======== Passage for review

EVERYONE CAN RELATE to the huge level of depression that is felt when you get ‘the understudy’ after you have spent money and time to see a show, especially if it is ‘Annie’.
This situation, which occurs in the opening third of the first episode of DIFFICULT PEOPLE, is an apt allegory for the lives of the two main characters: Billy and Julie, both played by the brilliant Billy Eichner and Julie Klausner respectively. They are two thirty-somethings who are stuck the the purgatory that is usually reserved for twenty-somethings. They are repeatedly being dealt ‘the understudy’ in life.
Billy works in a coffee shop and Julie makes a living recapping reality TV shows. neither are where they want to be. It’s understandable then that they are a little bit grumpy, but they really take it to the next level, and deliciously so. Between ignoring a woman with cancer to tweeting an inappropriate, if not hilarious, tweet about Beyoncè’s tot Blue Ivy and R.Kelly; they unequivocally have no ‘off’ switch.

================
======== Extracted records

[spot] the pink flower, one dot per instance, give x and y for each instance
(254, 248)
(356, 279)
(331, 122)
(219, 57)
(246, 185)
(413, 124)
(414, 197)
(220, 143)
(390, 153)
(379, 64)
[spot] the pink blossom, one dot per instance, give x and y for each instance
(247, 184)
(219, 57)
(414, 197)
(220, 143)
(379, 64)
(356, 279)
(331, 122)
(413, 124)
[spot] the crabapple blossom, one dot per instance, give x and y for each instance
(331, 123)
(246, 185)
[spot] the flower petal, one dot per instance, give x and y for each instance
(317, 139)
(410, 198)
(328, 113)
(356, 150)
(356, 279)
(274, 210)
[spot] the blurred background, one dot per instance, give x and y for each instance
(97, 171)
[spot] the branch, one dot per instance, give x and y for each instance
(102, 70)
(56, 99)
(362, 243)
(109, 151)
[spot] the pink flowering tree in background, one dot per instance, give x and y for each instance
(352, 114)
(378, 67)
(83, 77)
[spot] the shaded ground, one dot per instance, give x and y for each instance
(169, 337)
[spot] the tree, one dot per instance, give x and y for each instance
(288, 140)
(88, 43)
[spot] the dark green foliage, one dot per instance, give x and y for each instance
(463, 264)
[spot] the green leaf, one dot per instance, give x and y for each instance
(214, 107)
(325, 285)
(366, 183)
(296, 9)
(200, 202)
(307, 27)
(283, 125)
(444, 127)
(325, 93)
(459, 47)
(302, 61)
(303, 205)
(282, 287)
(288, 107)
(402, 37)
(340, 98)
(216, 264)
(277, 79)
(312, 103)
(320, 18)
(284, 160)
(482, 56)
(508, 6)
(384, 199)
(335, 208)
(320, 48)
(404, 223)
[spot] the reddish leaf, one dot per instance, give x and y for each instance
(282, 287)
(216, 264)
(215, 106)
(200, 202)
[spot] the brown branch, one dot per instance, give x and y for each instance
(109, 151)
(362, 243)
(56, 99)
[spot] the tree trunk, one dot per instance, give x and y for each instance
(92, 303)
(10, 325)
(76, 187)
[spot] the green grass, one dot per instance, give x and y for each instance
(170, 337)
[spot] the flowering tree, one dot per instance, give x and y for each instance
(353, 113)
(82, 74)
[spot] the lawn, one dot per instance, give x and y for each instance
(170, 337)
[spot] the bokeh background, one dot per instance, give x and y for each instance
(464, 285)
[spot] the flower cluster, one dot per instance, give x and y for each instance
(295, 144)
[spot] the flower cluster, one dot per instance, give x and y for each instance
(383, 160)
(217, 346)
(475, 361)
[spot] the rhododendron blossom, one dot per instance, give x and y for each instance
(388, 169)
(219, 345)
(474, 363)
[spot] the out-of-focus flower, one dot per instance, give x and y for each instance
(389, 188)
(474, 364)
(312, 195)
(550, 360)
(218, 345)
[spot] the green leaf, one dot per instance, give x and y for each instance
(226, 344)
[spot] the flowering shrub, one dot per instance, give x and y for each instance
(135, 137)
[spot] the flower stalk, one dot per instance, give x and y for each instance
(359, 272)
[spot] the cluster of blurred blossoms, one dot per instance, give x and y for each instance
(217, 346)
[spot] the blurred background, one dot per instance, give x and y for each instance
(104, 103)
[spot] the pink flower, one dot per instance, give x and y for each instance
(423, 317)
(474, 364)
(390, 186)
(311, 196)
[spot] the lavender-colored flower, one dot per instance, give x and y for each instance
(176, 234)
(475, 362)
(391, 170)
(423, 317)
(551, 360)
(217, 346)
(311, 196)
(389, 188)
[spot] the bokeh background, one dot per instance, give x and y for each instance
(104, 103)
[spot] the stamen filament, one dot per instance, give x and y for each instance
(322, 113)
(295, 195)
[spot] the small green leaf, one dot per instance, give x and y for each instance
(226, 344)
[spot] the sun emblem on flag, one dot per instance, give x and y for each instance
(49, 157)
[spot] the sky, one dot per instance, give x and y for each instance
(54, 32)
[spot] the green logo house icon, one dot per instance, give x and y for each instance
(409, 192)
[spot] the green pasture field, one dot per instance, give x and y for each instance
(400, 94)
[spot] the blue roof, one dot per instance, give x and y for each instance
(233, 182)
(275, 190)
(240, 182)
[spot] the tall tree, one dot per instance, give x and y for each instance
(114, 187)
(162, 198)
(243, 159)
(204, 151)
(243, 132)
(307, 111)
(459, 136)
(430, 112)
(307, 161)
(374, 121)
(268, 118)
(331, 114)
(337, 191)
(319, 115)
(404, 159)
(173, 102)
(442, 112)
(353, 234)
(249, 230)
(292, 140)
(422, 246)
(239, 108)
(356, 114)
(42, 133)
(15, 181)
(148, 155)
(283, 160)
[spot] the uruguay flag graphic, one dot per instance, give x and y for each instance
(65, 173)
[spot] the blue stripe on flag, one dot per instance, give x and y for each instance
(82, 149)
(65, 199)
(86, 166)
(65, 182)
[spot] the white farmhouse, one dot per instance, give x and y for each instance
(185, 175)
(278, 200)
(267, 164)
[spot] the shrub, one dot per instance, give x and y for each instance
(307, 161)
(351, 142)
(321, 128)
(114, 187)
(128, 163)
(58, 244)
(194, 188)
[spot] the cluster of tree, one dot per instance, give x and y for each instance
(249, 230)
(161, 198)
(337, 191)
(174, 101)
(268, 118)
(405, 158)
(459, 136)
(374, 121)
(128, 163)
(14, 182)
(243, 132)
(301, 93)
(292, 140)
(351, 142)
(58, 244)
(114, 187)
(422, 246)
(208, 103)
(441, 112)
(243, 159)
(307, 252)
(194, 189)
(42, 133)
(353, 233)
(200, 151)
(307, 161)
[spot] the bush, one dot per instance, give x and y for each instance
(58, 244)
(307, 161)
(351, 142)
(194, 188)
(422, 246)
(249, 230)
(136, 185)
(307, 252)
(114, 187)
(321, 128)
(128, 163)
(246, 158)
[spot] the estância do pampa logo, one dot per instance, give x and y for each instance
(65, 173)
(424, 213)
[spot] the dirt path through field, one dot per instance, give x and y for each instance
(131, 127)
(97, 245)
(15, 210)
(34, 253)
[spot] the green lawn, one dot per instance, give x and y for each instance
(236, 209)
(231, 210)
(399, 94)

================

### Tasks
1/ Set down the part of the review of Difficult People above that opens with the words containing "This situation, which" and closes with "no ‘off’ switch.", copying it word for word.
2/ Answer each question from the review of Difficult People above, marking your answers (a), (b), and (c).
(a) Where does Billy work?
(b) How does Julie make a living?
(c) Which show does the opening sentence single out as an especially bad one for getting the understudy?

### Results in order
1/
This situation, which occurs in the opening third of the first episode of DIFFICULT PEOPLE, is an apt allegory for the lives of the two main characters: Billy and Julie, both played by the brilliant Billy Eichner and Julie Klausner respectively. They are two thirty-somethings who are stuck the the purgatory that is usually reserved for twenty-somethings. They are repeatedly being dealt ‘the understudy’ in life.
Billy works in a coffee shop and Julie makes a living recapping reality TV shows. neither are where they want to be. It’s understandable then that they are a little bit grumpy, but they really take it to the next level, and deliciously so. Between ignoring a woman with cancer to tweeting an inappropriate, if not hilarious, tweet about Beyoncè’s tot Blue Ivy and R.Kelly; they unequivocally have no ‘off’ switch.

2/
(a) In a coffee shop.
(b) By recapping reality TV shows.
(c) 'Annie'.